## Task A
Answer these from the report on the upGrad–Unacademy deal, one line each:
(i) Under which section of the Competition Act was the transaction cleared?
(ii) What was Unacademy's peak private market valuation in 2021?
(iii) Who leads upGrad?
## Task B
Render this sentence from the report on the upGrad–Unacademy deal in Spanish: "Meanwhile, Ronnie Screwvala-led upGrad maintains an enterprise valuation of approximately $1.73 billion."
## Task C
Carry on the report on the upGrad–Unacademy deal, picking up after its final sentence.

The Competition Commission of India (CCI) cleared the acquisition by upGrad Education Private Limited and Sorting Hat Technologies Private Limited, the parent firm of Unacademy. This landmark decision removes the final antitrust obstacle for a major all-stock consolidation transaction valued at roughly ₹2,055 crore ($218 million) under Section 31(1) of the Competition Act.
This transaction represents a massive consolidation wave across the Indian education technology industry. The structured 100% share-swap agreement places Unacademy’s internal valuation at roughly ₹2,055 crore, representing a steep 90% markdown from its peak pandemic-era private market valuation of $3.4 billion in 2021. However, taking into account current market dynamics, analysts peg upGrad’s purchase of Unacademy as a $300–400 million deal in total asset value. Meanwhile, Ronnie Screwvala-led upGrad maintains an enterprise valuation of approximately $1.73 billion.

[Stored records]

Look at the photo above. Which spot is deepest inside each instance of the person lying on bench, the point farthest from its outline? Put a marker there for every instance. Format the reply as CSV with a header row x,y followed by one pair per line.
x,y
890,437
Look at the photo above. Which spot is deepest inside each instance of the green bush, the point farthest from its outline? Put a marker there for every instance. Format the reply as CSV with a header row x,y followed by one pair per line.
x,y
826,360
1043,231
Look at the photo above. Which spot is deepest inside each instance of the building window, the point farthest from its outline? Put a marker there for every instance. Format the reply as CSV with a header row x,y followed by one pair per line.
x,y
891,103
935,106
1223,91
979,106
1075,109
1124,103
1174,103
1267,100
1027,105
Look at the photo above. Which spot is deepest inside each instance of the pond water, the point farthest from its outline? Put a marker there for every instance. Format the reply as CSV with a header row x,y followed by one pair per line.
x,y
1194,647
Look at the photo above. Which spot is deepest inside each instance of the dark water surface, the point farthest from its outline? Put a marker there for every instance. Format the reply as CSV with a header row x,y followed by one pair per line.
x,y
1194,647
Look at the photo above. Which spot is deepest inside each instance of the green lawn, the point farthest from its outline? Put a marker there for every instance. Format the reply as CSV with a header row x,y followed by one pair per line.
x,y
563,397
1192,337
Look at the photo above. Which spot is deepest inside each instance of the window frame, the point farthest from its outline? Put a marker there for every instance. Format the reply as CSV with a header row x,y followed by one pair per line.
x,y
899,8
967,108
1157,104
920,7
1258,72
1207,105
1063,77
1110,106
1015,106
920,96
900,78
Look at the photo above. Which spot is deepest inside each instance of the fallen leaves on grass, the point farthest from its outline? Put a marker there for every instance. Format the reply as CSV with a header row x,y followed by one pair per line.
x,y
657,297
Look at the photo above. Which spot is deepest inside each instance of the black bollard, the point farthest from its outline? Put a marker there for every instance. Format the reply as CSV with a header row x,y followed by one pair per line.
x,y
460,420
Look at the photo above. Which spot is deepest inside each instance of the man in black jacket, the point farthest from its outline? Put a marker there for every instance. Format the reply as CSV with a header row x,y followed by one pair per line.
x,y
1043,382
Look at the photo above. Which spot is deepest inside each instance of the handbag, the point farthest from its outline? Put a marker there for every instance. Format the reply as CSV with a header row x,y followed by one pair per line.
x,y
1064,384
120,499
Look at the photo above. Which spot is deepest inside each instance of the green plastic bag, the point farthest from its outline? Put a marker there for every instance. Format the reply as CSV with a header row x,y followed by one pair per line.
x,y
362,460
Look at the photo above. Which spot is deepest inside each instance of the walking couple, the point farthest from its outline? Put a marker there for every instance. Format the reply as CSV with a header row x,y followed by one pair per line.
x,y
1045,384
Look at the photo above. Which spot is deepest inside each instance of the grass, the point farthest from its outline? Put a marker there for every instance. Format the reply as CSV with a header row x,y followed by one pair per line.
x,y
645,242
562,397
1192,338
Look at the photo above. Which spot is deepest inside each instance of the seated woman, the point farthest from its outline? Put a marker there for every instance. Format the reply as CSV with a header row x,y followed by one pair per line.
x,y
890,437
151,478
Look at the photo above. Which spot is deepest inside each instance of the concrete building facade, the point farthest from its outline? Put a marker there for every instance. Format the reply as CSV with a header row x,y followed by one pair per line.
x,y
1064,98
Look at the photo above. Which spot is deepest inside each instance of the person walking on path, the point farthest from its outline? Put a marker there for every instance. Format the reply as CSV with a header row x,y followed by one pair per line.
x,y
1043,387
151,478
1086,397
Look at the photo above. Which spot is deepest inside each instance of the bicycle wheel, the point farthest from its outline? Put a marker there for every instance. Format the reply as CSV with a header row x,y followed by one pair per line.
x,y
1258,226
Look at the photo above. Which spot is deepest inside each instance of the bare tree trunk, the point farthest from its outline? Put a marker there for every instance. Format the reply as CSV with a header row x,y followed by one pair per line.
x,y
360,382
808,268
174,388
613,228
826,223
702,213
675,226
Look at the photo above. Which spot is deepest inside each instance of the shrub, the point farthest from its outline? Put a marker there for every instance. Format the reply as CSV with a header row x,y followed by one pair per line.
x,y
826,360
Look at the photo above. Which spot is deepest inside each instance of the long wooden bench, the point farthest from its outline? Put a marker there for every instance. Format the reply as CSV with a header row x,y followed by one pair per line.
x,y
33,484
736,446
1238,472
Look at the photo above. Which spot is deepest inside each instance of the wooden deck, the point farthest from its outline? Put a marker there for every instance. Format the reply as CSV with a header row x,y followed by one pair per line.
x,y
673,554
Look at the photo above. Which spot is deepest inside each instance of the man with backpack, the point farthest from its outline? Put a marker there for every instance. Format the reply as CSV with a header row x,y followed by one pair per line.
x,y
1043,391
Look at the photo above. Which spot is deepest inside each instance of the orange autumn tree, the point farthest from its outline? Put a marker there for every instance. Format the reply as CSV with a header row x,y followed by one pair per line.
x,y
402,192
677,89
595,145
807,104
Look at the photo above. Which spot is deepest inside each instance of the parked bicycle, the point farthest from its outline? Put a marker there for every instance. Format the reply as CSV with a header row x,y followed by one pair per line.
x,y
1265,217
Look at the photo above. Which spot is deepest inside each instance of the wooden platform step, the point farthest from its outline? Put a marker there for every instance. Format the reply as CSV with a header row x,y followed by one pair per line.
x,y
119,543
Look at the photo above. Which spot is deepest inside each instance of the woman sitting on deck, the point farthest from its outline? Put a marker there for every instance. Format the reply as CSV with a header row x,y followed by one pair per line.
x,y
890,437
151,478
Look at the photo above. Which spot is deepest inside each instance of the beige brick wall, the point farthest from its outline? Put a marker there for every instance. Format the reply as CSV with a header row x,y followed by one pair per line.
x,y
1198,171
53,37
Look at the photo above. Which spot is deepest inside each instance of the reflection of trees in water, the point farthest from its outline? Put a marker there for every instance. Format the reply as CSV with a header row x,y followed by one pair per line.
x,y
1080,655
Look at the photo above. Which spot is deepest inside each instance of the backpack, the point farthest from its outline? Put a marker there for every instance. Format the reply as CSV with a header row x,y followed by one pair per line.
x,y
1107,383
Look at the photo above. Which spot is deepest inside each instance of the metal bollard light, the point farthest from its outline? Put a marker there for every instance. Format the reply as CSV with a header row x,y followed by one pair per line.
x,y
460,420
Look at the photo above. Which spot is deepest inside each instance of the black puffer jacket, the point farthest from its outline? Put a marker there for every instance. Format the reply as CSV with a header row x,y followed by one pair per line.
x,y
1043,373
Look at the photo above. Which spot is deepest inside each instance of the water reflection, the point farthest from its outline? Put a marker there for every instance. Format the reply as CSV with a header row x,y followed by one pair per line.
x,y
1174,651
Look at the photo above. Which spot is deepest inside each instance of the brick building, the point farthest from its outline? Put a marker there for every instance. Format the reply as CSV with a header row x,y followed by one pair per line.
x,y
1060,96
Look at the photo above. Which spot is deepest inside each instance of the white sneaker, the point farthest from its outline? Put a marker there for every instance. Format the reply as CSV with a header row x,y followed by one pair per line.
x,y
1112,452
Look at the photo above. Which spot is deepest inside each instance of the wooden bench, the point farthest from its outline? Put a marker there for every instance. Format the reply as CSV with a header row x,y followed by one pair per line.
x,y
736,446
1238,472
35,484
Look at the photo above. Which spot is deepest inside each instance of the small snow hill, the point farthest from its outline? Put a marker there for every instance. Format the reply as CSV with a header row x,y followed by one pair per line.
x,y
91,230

## Exercise output A
(i) Section 31(1)
(ii) $3.4 billion
(iii) Ronnie Screwvala

## Exercise output B
Mientras tanto, upGrad, dirigida por Ronnie Screwvala, mantiene una valoración empresarial de aproximadamente 1.730 millones de dólares.

## Exercise output C
Post-acquisition, Unacademy will retain its distinct brand identity and current leadership, with Gaurav Munjal remaining as CEO within the broader upGrad structure. This strategic partnership is expected to boost upGrad’s annual revenue by approximately ₹500 crore, marking the first acquisition between two major Indian edtech unicorns.
The regulator’s green light follows a two-month review after upGrad submitted its formal merger application back in May. This development underscores a macro shift across the country’s educational technology landscape, as companies transition away from aggressive capital burn toward business fundamentals and long-term sustainability. For the 11-month period ending February 2026, upGrad posted a significant financial turnaround, recording a provisional net profit of ₹38.8 crore on an operating revenue of ₹1,531.7 crore.
Moving forward, the unified entity emerges as a robust competitor against legacy education providers. The complete operational integration of assets and final equity allocations will conclude by the third quarter of 2026.